Activity —
Your output should consist solely of the lines from the one holding "# one point" to the end of the records below, inclusive, reproduced exactly and free of pictures.

Task data —

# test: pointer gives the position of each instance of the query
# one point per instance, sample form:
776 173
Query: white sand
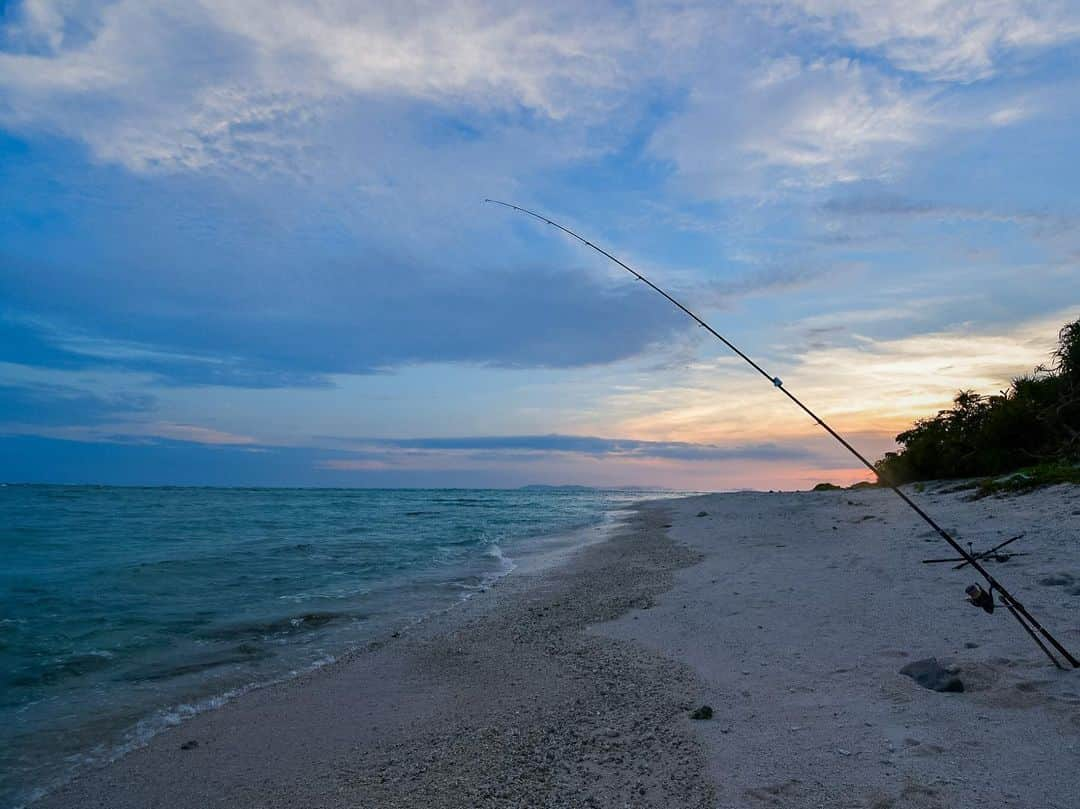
571 686
806 607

Response —
# one point per instance, sample form:
776 173
Query: white sand
571 686
806 607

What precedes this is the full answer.